§ **Do this**
Find each line in the rows below that contains the word "handle" and copy those lines out in full.

## Start Provided information

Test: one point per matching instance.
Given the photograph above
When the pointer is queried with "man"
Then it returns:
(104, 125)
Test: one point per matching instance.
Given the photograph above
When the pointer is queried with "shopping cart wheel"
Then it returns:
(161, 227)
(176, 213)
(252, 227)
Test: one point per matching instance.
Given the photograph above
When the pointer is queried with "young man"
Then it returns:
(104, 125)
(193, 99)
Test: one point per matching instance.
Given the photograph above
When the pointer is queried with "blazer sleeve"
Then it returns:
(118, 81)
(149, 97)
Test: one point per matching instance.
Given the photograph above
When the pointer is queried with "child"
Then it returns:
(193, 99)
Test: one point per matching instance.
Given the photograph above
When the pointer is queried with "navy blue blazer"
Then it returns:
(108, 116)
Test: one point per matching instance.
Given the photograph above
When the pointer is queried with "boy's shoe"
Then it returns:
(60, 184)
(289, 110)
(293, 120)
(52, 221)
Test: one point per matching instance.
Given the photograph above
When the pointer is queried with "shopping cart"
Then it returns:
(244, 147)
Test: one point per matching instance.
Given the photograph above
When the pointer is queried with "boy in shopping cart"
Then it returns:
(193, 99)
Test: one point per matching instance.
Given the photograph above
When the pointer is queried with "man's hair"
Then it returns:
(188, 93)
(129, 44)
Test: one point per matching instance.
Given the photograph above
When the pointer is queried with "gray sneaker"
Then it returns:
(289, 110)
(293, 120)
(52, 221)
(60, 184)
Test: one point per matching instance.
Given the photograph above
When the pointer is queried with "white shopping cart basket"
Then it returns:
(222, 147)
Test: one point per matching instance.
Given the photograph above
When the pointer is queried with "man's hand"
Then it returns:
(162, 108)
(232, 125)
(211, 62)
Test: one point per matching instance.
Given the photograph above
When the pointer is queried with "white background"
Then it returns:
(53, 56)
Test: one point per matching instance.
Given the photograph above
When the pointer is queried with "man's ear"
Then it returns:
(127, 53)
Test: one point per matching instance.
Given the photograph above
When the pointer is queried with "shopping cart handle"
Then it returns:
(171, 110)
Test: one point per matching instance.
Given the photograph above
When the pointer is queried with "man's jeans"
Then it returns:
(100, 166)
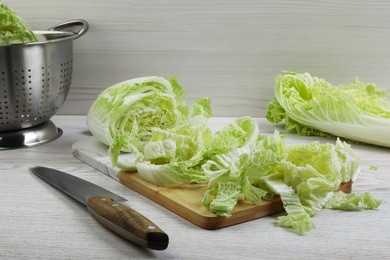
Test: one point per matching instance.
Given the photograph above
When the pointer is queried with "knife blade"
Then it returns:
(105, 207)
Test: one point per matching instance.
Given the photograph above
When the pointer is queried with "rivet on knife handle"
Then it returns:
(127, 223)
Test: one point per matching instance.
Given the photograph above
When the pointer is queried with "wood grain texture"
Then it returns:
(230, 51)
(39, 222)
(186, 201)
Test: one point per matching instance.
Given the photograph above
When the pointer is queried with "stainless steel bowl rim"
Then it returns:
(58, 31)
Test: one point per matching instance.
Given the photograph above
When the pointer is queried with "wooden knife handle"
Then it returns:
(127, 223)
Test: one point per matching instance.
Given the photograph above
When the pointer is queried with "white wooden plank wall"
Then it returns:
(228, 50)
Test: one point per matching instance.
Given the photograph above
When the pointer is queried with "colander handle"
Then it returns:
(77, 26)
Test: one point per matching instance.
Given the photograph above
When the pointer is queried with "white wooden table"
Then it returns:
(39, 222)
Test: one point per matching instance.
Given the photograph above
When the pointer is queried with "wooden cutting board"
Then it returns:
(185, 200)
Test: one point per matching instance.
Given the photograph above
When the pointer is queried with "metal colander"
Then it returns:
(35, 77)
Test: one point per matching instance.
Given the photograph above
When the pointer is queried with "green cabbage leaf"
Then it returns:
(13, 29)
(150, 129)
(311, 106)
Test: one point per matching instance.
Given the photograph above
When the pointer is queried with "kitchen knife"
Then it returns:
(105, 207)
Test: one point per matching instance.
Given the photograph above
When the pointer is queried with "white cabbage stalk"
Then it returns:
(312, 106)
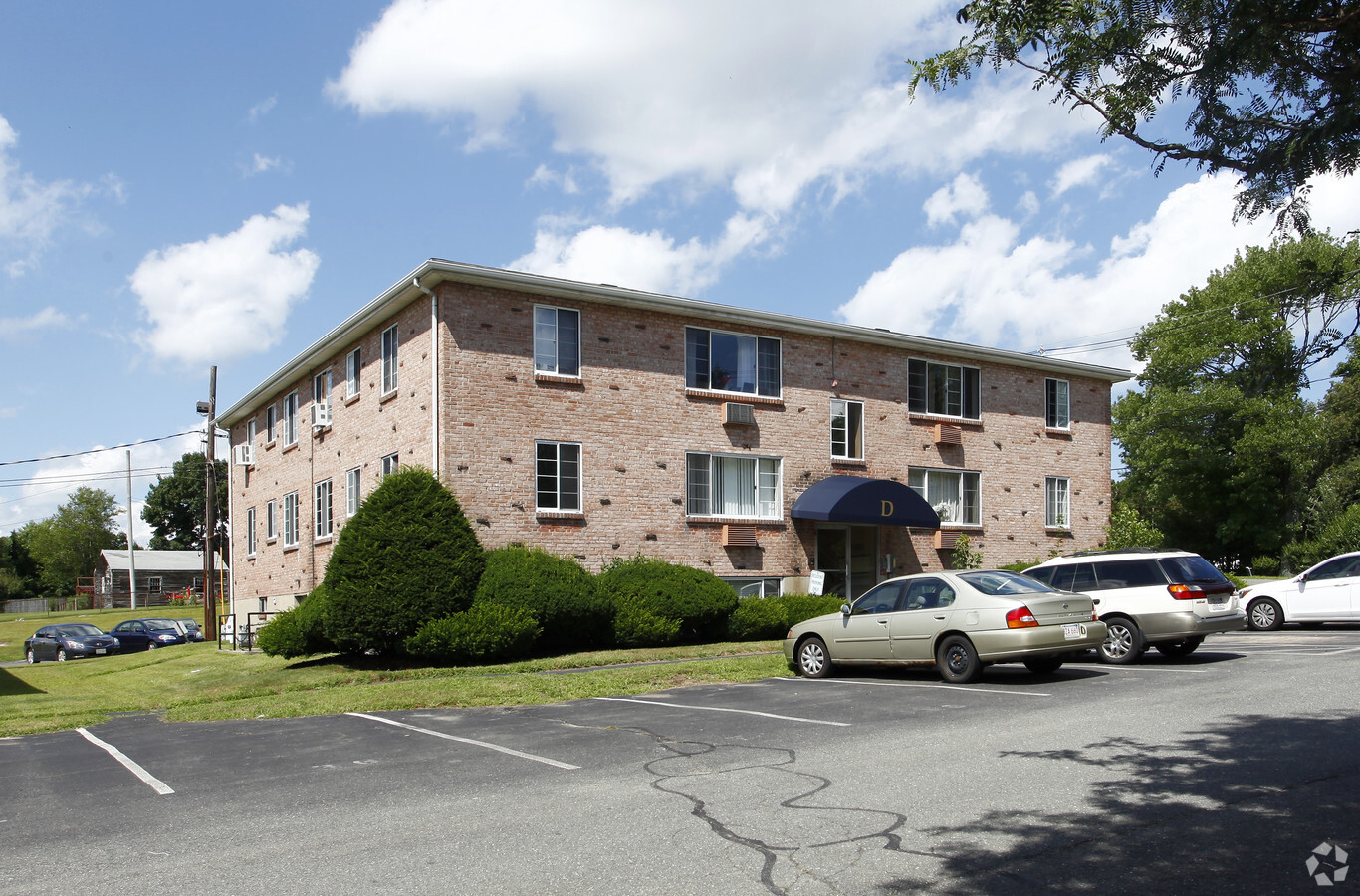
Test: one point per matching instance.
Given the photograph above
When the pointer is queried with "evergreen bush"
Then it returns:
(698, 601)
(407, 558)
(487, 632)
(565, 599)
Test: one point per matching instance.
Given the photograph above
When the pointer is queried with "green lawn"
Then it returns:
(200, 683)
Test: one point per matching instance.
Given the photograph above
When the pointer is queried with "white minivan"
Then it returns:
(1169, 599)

## End Provided information
## Start Provided information

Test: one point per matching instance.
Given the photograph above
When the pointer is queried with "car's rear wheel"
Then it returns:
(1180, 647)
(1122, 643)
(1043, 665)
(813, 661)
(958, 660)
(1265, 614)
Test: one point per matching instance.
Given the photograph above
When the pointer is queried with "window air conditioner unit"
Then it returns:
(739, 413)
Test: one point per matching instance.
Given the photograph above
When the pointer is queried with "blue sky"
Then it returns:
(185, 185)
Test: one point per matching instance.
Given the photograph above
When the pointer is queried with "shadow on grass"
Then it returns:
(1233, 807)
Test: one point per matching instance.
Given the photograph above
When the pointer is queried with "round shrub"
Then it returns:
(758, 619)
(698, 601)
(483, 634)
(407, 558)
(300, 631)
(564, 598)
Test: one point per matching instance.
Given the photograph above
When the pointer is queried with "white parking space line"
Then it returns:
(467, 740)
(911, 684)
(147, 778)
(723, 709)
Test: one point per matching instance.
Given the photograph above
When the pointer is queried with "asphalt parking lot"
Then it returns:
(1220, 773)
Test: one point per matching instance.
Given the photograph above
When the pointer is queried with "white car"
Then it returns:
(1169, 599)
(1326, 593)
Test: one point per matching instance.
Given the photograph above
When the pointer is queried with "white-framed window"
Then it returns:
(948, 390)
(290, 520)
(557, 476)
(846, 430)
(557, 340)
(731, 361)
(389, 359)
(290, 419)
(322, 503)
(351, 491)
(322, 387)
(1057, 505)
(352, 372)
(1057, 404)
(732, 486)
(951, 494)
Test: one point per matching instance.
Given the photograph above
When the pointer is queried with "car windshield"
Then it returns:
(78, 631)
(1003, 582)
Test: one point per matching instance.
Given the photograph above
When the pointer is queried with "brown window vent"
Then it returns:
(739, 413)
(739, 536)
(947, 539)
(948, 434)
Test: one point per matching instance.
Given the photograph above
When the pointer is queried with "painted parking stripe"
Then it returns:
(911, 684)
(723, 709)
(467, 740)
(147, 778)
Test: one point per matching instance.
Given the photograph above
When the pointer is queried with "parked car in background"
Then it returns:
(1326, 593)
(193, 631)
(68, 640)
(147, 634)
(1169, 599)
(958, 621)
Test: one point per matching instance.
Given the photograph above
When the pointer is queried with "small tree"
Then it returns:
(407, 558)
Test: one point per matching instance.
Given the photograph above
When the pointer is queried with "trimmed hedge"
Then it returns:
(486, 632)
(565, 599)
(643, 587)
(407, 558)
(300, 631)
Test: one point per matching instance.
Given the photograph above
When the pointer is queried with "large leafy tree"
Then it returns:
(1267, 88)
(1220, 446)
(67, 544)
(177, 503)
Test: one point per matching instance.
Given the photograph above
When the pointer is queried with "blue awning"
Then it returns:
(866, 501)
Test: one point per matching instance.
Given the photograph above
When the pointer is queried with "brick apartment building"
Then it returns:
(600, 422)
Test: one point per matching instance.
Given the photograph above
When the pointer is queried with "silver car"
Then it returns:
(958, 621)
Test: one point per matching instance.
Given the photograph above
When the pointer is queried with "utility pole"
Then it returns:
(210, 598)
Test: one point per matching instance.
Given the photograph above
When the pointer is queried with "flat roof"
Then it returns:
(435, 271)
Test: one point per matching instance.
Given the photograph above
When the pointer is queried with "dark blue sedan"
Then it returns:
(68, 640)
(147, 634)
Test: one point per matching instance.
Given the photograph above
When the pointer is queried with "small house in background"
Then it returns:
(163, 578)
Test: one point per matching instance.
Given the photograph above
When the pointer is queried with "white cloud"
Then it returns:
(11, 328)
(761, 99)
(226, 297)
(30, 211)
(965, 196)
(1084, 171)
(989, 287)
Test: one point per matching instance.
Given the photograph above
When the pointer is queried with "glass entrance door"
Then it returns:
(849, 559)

## End Provided information

§ **Answer below**
When the pointer is queried with "shopping cart handle"
When the pointer is queried with "rivet on knife handle"
When the pointer is queried with "wooden knife handle"
When the pointer is queried with "colander handle"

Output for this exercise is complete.